Exercise data
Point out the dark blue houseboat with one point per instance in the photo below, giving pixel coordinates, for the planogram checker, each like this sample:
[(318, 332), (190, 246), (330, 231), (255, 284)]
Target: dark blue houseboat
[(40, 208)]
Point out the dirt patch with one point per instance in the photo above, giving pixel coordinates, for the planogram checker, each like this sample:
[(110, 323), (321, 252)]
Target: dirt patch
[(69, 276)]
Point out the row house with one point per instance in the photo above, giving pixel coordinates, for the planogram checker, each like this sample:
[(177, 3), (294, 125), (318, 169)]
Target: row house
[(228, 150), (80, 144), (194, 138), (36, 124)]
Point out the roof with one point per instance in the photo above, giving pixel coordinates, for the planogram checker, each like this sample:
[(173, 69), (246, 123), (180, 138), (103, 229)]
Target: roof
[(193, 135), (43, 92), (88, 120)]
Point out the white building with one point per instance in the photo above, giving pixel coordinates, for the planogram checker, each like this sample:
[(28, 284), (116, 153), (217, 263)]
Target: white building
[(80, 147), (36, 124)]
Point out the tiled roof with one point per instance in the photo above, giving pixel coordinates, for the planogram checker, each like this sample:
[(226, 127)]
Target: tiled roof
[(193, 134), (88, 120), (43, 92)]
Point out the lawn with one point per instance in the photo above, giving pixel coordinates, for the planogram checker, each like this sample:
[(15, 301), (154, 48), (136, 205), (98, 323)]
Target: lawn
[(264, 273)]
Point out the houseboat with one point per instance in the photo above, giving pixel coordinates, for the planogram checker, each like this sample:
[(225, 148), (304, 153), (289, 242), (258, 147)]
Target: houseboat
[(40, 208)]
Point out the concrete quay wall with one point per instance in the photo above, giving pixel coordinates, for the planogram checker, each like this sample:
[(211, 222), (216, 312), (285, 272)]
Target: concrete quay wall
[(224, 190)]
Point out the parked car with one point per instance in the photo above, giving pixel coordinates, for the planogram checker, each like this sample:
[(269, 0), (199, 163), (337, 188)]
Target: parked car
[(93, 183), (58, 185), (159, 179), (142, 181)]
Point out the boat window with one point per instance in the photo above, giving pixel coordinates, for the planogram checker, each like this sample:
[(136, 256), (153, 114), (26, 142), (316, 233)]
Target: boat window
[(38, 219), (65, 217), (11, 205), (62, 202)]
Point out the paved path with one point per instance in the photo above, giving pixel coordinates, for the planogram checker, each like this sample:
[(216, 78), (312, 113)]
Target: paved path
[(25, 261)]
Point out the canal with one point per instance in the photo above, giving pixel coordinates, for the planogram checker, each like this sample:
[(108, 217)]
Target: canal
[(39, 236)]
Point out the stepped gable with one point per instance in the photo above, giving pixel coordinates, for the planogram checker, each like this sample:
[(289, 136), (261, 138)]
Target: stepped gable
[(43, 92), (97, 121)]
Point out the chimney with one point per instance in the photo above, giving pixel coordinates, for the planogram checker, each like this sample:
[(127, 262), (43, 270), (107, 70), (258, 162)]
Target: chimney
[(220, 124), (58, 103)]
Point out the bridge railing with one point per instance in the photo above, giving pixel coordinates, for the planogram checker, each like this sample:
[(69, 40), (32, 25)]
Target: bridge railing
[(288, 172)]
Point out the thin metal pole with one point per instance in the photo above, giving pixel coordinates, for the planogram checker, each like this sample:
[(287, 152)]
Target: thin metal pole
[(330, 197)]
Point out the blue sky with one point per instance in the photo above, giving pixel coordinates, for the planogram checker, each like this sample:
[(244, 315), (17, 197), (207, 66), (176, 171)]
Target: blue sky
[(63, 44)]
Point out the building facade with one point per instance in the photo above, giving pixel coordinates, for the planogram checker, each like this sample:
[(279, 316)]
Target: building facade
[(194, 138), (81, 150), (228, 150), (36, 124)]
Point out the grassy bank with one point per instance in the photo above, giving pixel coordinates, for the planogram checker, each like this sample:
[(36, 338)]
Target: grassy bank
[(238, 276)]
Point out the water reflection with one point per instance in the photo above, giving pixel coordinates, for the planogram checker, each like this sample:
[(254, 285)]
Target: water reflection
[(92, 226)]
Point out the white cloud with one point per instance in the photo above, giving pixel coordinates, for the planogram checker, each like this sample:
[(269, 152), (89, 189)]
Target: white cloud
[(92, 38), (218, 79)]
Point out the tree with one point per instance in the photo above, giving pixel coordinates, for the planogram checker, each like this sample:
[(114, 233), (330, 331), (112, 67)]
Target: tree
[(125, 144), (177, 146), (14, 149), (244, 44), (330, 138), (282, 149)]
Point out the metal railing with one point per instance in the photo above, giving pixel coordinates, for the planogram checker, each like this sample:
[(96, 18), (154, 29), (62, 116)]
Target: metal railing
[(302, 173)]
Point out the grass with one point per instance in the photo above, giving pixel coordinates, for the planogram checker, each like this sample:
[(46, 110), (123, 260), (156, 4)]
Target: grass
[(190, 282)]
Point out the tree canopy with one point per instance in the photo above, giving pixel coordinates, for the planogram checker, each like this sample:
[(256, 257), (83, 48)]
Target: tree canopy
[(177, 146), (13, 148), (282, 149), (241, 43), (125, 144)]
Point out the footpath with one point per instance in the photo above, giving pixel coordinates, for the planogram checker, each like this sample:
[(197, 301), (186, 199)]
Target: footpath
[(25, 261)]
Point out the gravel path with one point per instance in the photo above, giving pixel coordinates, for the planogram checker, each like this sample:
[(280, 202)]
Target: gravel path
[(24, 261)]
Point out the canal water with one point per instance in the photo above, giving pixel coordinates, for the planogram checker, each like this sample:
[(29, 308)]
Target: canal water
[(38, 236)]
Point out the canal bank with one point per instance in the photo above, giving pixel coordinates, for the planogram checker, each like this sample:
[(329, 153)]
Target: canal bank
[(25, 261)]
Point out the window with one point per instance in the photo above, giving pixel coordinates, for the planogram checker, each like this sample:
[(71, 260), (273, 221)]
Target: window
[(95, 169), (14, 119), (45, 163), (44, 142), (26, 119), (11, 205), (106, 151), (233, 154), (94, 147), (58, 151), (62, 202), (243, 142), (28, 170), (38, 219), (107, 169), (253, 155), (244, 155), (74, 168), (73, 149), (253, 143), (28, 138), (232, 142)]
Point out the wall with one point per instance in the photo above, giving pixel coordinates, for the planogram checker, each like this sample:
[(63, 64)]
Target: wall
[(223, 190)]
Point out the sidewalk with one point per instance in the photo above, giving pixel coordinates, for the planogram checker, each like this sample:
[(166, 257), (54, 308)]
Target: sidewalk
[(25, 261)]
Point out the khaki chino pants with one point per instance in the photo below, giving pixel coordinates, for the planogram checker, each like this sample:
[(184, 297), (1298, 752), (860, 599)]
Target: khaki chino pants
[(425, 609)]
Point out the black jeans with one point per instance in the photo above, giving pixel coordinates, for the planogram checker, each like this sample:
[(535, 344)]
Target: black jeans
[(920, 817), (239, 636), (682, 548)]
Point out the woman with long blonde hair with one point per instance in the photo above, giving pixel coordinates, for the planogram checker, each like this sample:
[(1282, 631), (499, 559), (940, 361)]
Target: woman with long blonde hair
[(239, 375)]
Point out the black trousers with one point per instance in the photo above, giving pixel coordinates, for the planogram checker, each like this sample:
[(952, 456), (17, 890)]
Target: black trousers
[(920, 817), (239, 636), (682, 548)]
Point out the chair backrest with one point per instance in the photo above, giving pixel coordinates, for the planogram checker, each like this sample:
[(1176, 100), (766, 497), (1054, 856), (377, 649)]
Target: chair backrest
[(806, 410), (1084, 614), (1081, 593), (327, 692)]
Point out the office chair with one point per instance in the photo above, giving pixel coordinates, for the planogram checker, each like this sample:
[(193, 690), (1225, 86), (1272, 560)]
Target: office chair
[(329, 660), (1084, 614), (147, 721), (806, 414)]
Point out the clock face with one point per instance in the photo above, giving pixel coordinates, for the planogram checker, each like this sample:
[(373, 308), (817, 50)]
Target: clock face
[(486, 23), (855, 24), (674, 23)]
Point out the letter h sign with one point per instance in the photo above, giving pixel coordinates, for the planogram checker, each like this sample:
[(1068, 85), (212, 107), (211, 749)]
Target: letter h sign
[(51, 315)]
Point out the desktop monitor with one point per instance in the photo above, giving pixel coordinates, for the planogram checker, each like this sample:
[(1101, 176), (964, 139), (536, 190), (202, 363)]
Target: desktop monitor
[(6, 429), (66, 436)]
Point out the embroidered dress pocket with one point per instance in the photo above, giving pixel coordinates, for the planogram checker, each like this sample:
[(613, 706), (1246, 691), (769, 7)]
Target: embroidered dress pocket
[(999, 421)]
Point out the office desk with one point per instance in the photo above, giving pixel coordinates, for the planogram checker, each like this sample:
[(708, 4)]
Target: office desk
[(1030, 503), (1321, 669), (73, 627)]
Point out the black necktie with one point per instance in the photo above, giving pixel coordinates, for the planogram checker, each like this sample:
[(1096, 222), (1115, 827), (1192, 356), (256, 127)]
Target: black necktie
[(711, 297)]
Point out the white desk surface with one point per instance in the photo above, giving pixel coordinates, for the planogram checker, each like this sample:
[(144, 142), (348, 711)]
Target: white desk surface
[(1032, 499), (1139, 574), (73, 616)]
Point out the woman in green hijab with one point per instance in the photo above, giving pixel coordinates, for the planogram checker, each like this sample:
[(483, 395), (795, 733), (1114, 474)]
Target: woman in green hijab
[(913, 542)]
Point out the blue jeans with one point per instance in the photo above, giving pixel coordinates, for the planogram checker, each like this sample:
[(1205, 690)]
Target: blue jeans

Required work
The lines to retype, exactly and only, run from the first line of the material through the line with "Point out the dirt".

Response area
Point out the dark blue houseboat with one point per instance in the photo below, giving pixel coordinates, for the planogram checker, each like this sample:
[(318, 332), (190, 246), (330, 231), (255, 284)]
Target: dark blue houseboat
[(40, 208)]
Point out the dirt patch with one point per instance in the photo above, giving pixel coordinates, for the planogram checker, each like this sample:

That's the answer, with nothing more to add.